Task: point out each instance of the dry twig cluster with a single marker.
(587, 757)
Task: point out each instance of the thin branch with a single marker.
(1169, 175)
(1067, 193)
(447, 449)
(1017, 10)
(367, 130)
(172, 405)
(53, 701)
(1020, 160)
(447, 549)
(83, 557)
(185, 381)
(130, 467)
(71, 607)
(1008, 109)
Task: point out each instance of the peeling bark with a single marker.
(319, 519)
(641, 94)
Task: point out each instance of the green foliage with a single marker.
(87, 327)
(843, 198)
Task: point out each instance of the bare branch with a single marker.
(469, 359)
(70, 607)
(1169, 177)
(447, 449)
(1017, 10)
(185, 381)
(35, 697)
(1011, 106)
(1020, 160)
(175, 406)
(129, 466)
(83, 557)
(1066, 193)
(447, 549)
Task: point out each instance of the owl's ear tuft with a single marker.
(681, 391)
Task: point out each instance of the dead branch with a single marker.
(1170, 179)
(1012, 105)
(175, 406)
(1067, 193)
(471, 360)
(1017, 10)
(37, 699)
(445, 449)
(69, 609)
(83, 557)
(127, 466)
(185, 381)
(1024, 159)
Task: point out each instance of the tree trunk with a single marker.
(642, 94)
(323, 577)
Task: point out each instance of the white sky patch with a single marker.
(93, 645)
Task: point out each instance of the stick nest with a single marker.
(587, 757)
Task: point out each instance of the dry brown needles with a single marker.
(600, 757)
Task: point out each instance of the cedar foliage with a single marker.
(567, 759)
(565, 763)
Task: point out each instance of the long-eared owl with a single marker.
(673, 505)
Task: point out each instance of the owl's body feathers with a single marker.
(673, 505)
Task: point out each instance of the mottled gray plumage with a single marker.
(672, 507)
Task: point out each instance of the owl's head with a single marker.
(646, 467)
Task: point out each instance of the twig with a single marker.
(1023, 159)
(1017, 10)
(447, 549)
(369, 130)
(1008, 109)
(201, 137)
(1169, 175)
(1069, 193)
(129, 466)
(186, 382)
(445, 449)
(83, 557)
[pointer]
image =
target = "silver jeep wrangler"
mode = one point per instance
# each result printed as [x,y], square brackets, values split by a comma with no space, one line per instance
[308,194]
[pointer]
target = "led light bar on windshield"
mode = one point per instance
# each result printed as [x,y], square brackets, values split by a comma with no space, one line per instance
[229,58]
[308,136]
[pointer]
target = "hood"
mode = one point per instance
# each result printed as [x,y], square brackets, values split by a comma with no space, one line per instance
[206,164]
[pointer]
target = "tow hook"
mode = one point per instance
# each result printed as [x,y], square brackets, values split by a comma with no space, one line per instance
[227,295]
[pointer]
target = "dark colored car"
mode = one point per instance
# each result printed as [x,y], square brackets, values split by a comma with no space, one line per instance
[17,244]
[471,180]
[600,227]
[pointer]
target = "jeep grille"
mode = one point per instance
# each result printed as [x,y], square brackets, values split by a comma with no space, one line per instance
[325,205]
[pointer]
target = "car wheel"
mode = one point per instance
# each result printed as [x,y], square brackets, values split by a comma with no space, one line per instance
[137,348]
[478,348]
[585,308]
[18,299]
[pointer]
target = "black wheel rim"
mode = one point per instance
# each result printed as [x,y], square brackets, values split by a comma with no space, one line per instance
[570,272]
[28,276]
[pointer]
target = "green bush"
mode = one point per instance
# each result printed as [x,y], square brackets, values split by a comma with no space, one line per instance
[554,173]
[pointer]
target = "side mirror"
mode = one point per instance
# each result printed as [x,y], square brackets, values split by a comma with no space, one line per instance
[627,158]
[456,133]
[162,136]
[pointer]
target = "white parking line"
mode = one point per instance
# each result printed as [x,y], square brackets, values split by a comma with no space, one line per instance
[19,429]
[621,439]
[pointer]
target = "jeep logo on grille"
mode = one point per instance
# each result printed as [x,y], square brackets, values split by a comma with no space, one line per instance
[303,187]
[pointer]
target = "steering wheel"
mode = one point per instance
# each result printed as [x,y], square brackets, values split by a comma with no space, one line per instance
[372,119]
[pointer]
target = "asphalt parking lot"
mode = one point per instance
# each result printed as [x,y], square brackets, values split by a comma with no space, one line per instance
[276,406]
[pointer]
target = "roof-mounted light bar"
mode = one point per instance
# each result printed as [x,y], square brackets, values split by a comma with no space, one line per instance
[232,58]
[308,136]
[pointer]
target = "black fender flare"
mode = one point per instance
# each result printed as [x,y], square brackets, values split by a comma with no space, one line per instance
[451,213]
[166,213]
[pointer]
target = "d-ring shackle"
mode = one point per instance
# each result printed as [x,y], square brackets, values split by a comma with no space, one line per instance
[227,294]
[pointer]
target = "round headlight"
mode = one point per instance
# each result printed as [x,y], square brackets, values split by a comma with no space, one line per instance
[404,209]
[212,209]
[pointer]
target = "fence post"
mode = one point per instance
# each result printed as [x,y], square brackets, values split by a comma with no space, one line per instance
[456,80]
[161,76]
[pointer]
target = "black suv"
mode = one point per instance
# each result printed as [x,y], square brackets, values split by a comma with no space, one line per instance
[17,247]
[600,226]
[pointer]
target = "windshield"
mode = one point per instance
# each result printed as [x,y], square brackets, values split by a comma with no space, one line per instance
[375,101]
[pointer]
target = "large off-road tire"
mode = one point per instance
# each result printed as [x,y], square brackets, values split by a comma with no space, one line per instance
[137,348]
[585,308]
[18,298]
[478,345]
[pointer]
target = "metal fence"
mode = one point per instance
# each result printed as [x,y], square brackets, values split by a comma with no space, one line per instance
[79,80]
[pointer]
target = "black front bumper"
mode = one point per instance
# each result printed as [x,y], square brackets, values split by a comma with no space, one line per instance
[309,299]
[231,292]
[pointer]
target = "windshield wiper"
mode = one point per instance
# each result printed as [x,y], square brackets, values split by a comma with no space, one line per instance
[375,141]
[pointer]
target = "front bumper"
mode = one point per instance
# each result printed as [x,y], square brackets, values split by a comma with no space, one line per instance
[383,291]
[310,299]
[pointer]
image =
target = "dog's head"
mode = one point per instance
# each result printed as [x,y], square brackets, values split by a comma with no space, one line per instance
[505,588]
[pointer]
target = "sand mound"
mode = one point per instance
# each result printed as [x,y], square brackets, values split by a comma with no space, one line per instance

□ □ □ □ □

Print the whole listing once more, exactly as it stands.

### Result
Task: point out each instance of the dry twig cluster with a single marker.
(587, 757)
Task: point out each instance of the thin branch with a single marker.
(1169, 175)
(1067, 193)
(447, 449)
(1017, 10)
(367, 130)
(172, 405)
(53, 701)
(1020, 160)
(447, 549)
(83, 557)
(185, 381)
(130, 467)
(71, 607)
(1008, 109)
Task: point out each instance of the peeling bark with a single marker.
(319, 519)
(641, 94)
Task: point out each instance of the green foliage with a single marker.
(87, 327)
(843, 198)
Task: point out each instance of the bare branch with a single marker.
(469, 359)
(70, 607)
(1169, 177)
(447, 449)
(1017, 10)
(185, 381)
(35, 697)
(1011, 106)
(1020, 160)
(175, 406)
(129, 466)
(83, 557)
(1066, 193)
(447, 549)
Task: point out each instance of the owl's ear tuft with a single marker.
(681, 391)
Task: point out each instance of the dead branch with a single marker.
(1170, 179)
(1012, 105)
(175, 406)
(1067, 193)
(471, 360)
(1017, 10)
(37, 699)
(445, 449)
(69, 609)
(83, 557)
(127, 466)
(185, 381)
(1024, 159)
Task: point out each instance of the tree trunk with a single marker.
(642, 94)
(323, 577)
Task: point out each instance of the white sky patch with a single marker.
(93, 645)
Task: point out each instance of the stick nest with a single marker.
(587, 757)
Task: point out each instance of the dry brown needles with a single marker.
(600, 757)
Task: point out each instance of the cedar foliage with a single marker.
(567, 759)
(565, 763)
Task: point out each instance of the long-eared owl with a single marker.
(673, 505)
Task: point out each instance of the owl's body feathers with a single marker.
(673, 505)
Task: point out each instance of the mottled gray plumage with a single marker.
(672, 507)
Task: point out each instance of the owl's head with a single marker.
(646, 467)
Task: point out each instance of the twig with a single marker.
(1023, 159)
(1017, 10)
(447, 549)
(369, 130)
(1008, 109)
(201, 137)
(1169, 175)
(1069, 193)
(129, 466)
(186, 382)
(445, 449)
(83, 557)
[pointer]
image =
target = "silver jeep wrangler"
mode = one point per instance
# each result printed as [x,y], square brackets, values split by a comma with no space, one line per instance
[308,194]
[pointer]
target = "led light bar on windshield"
mode = one point per instance
# each result printed as [x,y], square brackets, values split by a comma with no space, one line per instance
[229,58]
[308,136]
[pointer]
target = "hood"
mode = one point per instance
# each result printed as [x,y], square brackets, values split by a comma with no space, one line per instance
[206,164]
[pointer]
target = "tow hook"
mode = one point per instance
# each result printed as [x,y], square brackets, values split by a comma with no space, one line per instance
[227,295]
[pointer]
target = "dark colored car"
mode = one point per instance
# each result printed as [x,y], square brackets, values split by a comma with no space, one line per instance
[17,244]
[471,180]
[600,227]
[pointer]
target = "jeep grille"
mode = one point per instance
# each result printed as [x,y], square brackets, values split by a comma with no space, one line per instance
[325,205]
[pointer]
target = "car wheel"
mode = one point per instance
# each result printed as [x,y], square brackets, values split by a comma with no space, one line per instance
[137,348]
[478,348]
[585,308]
[18,299]
[pointer]
target = "black wheel rim"
mode = one point per instance
# each result printed as [x,y], square brackets, values split by a comma with no space, one line per instance
[570,272]
[28,276]
[pointer]
target = "green bush"
mode = one point per instance
# each result printed as [x,y], square brackets, values split by a comma with no space, one line per instance
[554,173]
[pointer]
target = "side mirror"
mode = one point per instance
# each result printed as [x,y], square brackets, values split by a comma with no space, one line per instance
[627,158]
[456,133]
[162,136]
[pointer]
target = "white parking line"
mode = one point per instance
# each result printed as [x,y], square brackets, values split by a comma with no space, one line per instance
[19,429]
[621,439]
[pointer]
target = "jeep logo on grille"
mode = one point per instance
# each result printed as [x,y], square brackets, values split by a comma with no space, one line per instance
[303,187]
[pointer]
target = "steering wheel"
mode = one point per instance
# each result printed as [x,y], square brackets, values split by a comma with no space, one line per instance
[372,119]
[pointer]
target = "asphalt parking lot"
mode = one point per instance
# each result printed as [x,y], square brackets, values split by a comma with no space, one line per instance
[276,406]
[pointer]
target = "roof-mounted light bar"
mode = one point per instance
# each result printed as [x,y], square brackets, values split by a comma with no space, one line per instance
[232,58]
[308,136]
[pointer]
target = "black fender flare"
mode = one point per instance
# each result printed as [x,y], square brackets, values split by a comma with no space, one line per instance
[451,213]
[166,213]
[pointer]
target = "d-ring shackle"
mode = one point per instance
# each result printed as [x,y], square brackets, values split by a comma with no space, one line per instance
[227,294]
[pointer]
target = "round headlight"
mode = one point per instance
# each result printed as [x,y], square brackets, values split by a comma with no space, one line per instance
[404,209]
[212,209]
[pointer]
target = "fence post"
mode = one point per instance
# each result printed as [x,y], square brackets, values split by a comma with no space, one line per instance
[456,80]
[161,76]
[pointer]
target = "black suv"
mode = one point per instance
# each result printed as [x,y], square brackets, values split by a comma with no space, one line per instance
[17,247]
[600,226]
[pointer]
target = "windshield"
mode = one point per instance
# each result printed as [x,y], square brackets, values split by a comma with no space, one line per instance
[375,101]
[pointer]
target = "large off-road tire"
mode = one point per instance
# each result printed as [x,y], square brackets, values split by a comma with no space, one line per instance
[137,348]
[585,308]
[18,298]
[478,345]
[pointer]
target = "metal fence"
mode = one point per instance
# each result printed as [x,y], square brackets, values split by a comma with no space, one line per instance
[79,80]
[pointer]
target = "black front bumper"
mode = one point per instance
# each result printed as [x,y], square brackets, values split by a comma with no space, one line per instance
[309,299]
[231,292]
[pointer]
target = "windshield wiper"
mode = one point per instance
# each result printed as [x,y], square brackets, values split by a comma with no space, one line per instance
[375,141]
[pointer]
target = "front bumper"
mode = one point per instance
# each result printed as [x,y], square brackets, values split by a comma with no space, one line per instance
[383,291]
[310,299]
[pointer]
image =
target = "dog's head"
mode = one point per instance
# each result printed as [x,y], square brackets, values split by a comma with no space, one line per instance
[505,588]
[pointer]
target = "sand mound"
mode = one point per instance
# each result printed as [x,y], square brackets, values split by a comma with no space, one line per instance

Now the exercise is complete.